* _Extract to read_
Crucial Conversations with Joseph Grenny

According to the author of “Crucial Conversations,” Joseph Grenny, crucial conversations are a discussion between two or more people where the stakes are high. Sometimes our opinions vary, and our emotions run strong. How do we deal with conversations like that? Learn how to navigate crucial conversations successfully—while maintaining your relationships—in this episode of Negotiations Ninja!

Outline of This Episode

  • [1:49] Learn more about Joseph Grenny
  • [3:38] How to have crucial conversations
  • [6:24] What is your “style under stress?”
  • [13:03] Crucial conversations in the workplace
  • [16:01] Why we handle personal stress differently
  • [18:02] Joseph’s nonprofit: The Other Side Academy
  • [20:12] You can tell the truth in a loving way
  • [23:18] How do you maintain the changes you make

Crucial conversations are difficult because they’re threatening

We must recognize that our inability to have crucial conversations is the problem. It isn’t a division about opinions. Opinions become more entrenched the more threatened we feel. There’s always tension between two competing values—safety and prosperity. Your instant response is: Can I survive this moment? What are the results I’d like to achieve? 

The challenge in achieving prosperity is that we reframe everything as a safety issue. We feel psychologically threatened during these conversations, which heightens anxiety and causes us to show up defensively. That trumps the ability to have an effective conversation about what would make us more prosperous.

* _Dataset rows_
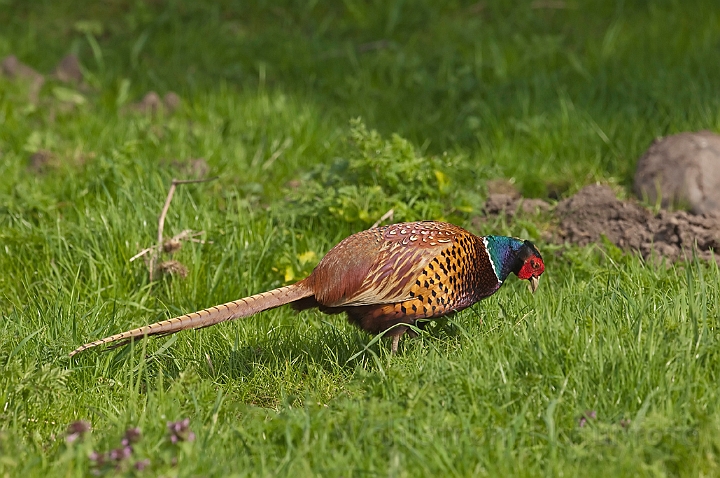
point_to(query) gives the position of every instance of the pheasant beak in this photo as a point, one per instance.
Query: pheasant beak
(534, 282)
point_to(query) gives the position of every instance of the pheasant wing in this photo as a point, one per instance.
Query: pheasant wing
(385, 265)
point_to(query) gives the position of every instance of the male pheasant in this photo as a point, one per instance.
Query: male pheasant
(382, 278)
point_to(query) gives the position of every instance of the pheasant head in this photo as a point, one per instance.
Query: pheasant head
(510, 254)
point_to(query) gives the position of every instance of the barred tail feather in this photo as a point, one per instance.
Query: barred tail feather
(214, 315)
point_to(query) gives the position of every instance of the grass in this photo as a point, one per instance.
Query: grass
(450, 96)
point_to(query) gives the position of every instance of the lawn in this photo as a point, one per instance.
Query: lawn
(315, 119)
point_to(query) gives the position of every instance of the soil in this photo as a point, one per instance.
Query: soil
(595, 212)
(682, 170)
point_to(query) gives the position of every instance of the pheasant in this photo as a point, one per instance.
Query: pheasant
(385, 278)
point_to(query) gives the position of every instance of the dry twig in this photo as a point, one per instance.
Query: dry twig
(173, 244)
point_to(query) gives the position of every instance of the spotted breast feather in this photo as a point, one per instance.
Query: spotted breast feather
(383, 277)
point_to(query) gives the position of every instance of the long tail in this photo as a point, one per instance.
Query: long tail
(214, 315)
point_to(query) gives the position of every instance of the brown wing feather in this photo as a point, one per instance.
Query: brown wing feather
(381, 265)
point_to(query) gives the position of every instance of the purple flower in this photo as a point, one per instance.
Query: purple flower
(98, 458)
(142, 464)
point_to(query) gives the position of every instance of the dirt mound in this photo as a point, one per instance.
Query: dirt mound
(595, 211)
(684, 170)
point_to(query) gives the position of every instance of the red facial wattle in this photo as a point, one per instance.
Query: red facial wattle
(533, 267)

...

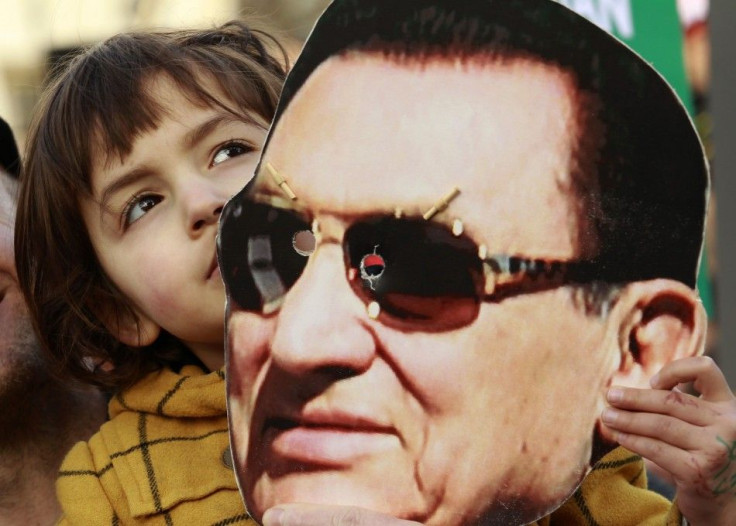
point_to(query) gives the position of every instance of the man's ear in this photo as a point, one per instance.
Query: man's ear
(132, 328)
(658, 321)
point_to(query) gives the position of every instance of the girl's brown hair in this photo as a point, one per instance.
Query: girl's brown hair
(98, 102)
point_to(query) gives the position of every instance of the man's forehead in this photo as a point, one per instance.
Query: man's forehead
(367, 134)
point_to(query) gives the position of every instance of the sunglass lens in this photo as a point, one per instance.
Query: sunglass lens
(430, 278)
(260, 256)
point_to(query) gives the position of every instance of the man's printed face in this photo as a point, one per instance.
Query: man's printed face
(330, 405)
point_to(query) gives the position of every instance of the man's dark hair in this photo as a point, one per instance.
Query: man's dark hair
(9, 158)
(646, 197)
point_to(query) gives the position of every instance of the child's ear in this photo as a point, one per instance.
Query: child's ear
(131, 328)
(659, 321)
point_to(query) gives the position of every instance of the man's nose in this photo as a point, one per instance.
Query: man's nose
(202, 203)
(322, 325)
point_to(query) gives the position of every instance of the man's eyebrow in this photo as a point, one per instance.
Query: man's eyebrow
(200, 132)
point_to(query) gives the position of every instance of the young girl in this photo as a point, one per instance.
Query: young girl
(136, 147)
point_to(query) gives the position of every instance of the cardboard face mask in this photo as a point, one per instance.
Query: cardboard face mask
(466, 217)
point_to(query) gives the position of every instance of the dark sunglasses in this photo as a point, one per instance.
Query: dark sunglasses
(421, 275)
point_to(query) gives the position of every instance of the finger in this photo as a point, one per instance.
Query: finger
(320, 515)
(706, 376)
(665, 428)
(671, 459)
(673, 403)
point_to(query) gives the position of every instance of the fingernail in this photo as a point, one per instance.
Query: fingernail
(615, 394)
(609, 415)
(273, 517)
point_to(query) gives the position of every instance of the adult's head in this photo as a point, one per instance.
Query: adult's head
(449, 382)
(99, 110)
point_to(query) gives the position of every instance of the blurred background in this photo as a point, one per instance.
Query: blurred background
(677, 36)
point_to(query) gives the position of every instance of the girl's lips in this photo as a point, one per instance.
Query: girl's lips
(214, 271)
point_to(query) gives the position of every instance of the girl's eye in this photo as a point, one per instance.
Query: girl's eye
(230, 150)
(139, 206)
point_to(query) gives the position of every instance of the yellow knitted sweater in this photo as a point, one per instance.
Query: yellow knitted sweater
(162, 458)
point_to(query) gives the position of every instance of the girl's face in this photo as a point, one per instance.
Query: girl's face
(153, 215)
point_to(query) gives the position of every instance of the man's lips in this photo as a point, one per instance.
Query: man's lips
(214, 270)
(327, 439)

* * *

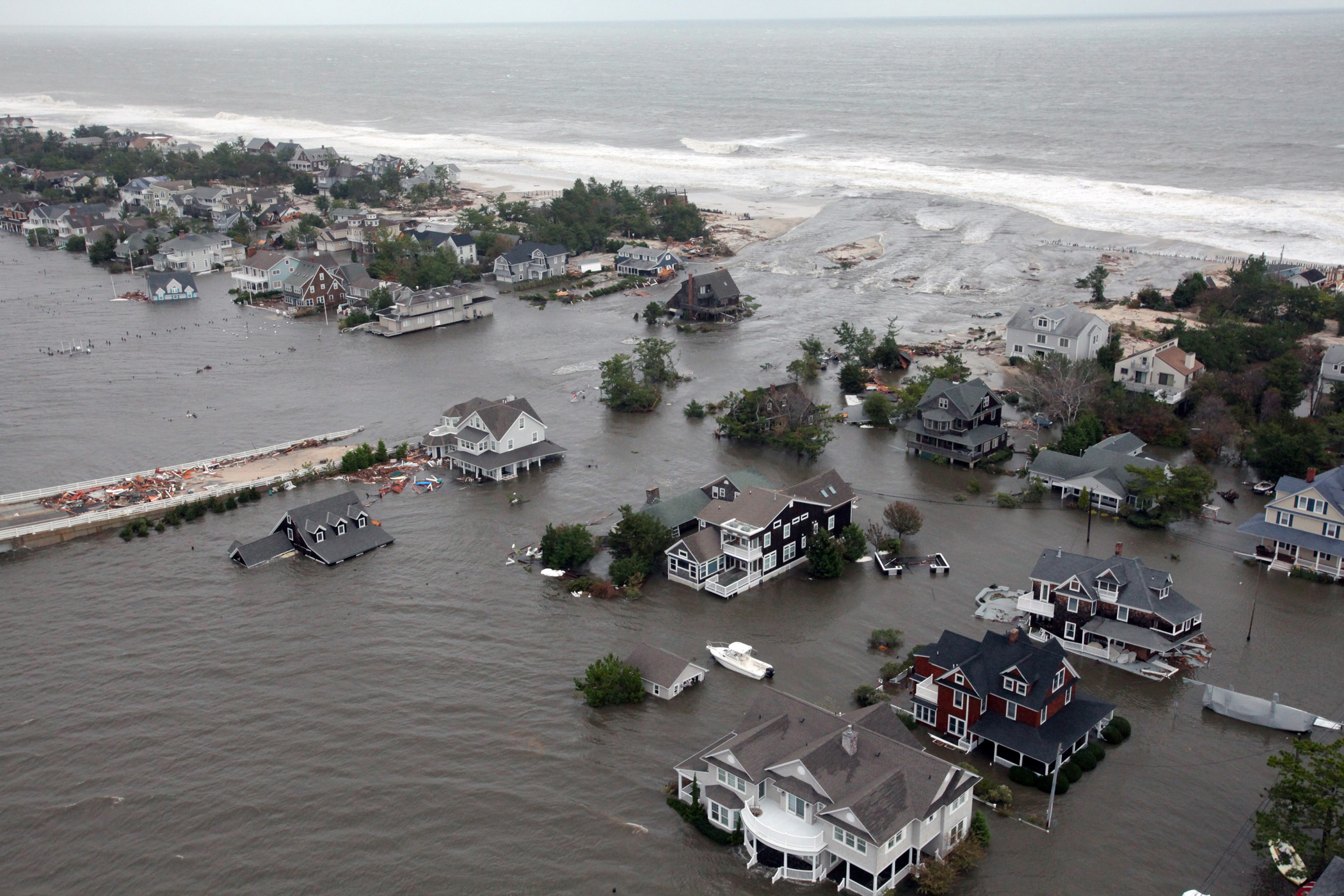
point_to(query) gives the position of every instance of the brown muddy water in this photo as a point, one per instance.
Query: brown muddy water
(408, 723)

* _Work to do_
1. Answer these about the episode description:
(a) Who is named as the author of "Crucial Conversations"?
(b) Between which two competing values is there said to be tension?
(c) What is the name of Joseph's nonprofit?
2. Echo the part of the episode description that opens with the words "Crucial conversations are difficult" and closes with "like to achieve?".
The data has no role in this.

* _Task results_
1.
(a) Joseph Grenny
(b) Safety and prosperity
(c) The Other Side Academy

2.
Crucial conversations are difficult because they’re threatening

We must recognize that our inability to have crucial conversations is the problem. It isn’t a division about opinions. Opinions become more entrenched the more threatened we feel. There’s always tension between two competing values—safety and prosperity. Your instant response is: Can I survive this moment? What are the results I’d like to achieve?